O episódio ao qual quero
referir-me é sobre o comportamento de uma autoridade do Judiciário, que veio a
público há poucas semanas. Se o participante fosse alguém da chamada “classe
política”, por certo não causaria muita surpresa e talvez nem chamasse muito a
atenção porque, ultimamente, o “esporte preferido” de grande parte dos veículos
de imprensa do País tem sido o de bater em ocupantes de cargos eletivos,
mormente os de situação, no âmbito nacional. Isso com, ou sem razão,
ressalve-se.
Aqui vacilo, buscando
um termo que sintetize a atitude que, no meu entender, acabou, talvez, causando
algum estrago na imagem de uma corporação que deveria ser um modelo de
comportamento a ser seguido. Opto por
reconhecer que a atitude tomada por um senhor juiz em uma barreira de trânsito
pode muito bem ser enquadrada no termo “carteiraço” o que é facilmente
entendido por todos. Sua Excelência, com isso, passou a ser “vítima” de uma servidora pública enquadrada em “abuso
de poder” por tentar cumprir com seu dever de ofício. Não creio que o fato
gerador da sanção que sofreu tenha sido uma mera expressão que teria sido
emitida pela funcionária.
Abro um parêntese. Do
que tenho lido sobre o assunto, julgo que quem melhor conseguiu resumir essa
triste passagem de autoritarismo foi nosso mais novo imortal, Zuenir Ventura,
que, numa frase antológica, diz: “Nele (o episódio), Deus não aparece ou
aparece disfarçado, mas é evocado e confundido com um juiz” (Jornal O Globo,
8.11.14). Fecho parêntese.
Bem, até aí tudo
normal. O carteiraço é uma instituição nacional reconhecida como benéfica para
quem a utiliza e maléfica para quem sofre seus efeitos. Sua avaliação depende
da posição em que se encontram seus protagonistas. Ela é praticada por
indivíduos pertencentes aos mais diversos segmentos sociais. É usada até por
quem, eventualmente, não tem uma posição que possa utilizar a malandragem. Às
vezes com igual sucesso. Para quem se julga mais importante do que seu
semelhante, o objeto da humilhação é, na verdade, uma pessoa de menor valor e
certamente precisa “ser colocada em seu devido lugar”. Há quem diga que esse
tipo de preconceito remonta aos tempos da nefasta escravidão que manchou a
história deste País. Está, portanto, consagrada em nossa cultura.

**Dados fornecidos**
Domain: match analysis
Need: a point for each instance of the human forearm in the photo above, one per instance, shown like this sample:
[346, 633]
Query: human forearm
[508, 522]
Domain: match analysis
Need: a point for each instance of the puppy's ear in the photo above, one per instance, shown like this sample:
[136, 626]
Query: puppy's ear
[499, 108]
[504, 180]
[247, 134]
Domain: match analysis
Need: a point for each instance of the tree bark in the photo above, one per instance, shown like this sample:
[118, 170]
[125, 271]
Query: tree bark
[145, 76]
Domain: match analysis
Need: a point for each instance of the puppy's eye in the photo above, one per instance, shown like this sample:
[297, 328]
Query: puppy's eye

**Instruções**
Reescreva a parte do texto sobre o carteiraço que começa nas palavras "Bem, até aí" e termina depois de "em nossa cultura.", substituindo "malandragem" por "esperteza". Os dados não são necessários para nada do que se pede.

**Tarefa concluída**
Bem, até aí tudo
normal. O carteiraço é uma instituição nacional reconhecida como benéfica para
quem a utiliza e maléfica para quem sofre seus efeitos. Sua avaliação depende
da posição em que se encontram seus protagonistas. Ela é praticada por
indivíduos pertencentes aos mais diversos segmentos sociais. É usada até por
quem, eventualmente, não tem uma posição que possa utilizar a esperteza. Às
vezes com igual sucesso. Para quem se julga mais importante do que seu
semelhante, o objeto da humilhação é, na verdade, uma pessoa de menor valor e
certamente precisa “ser colocada em seu devido lugar”. Há quem diga que esse
tipo de preconceito remonta aos tempos da nefasta escravidão que manchou a
história deste País. Está, portanto, consagrada em nossa cultura.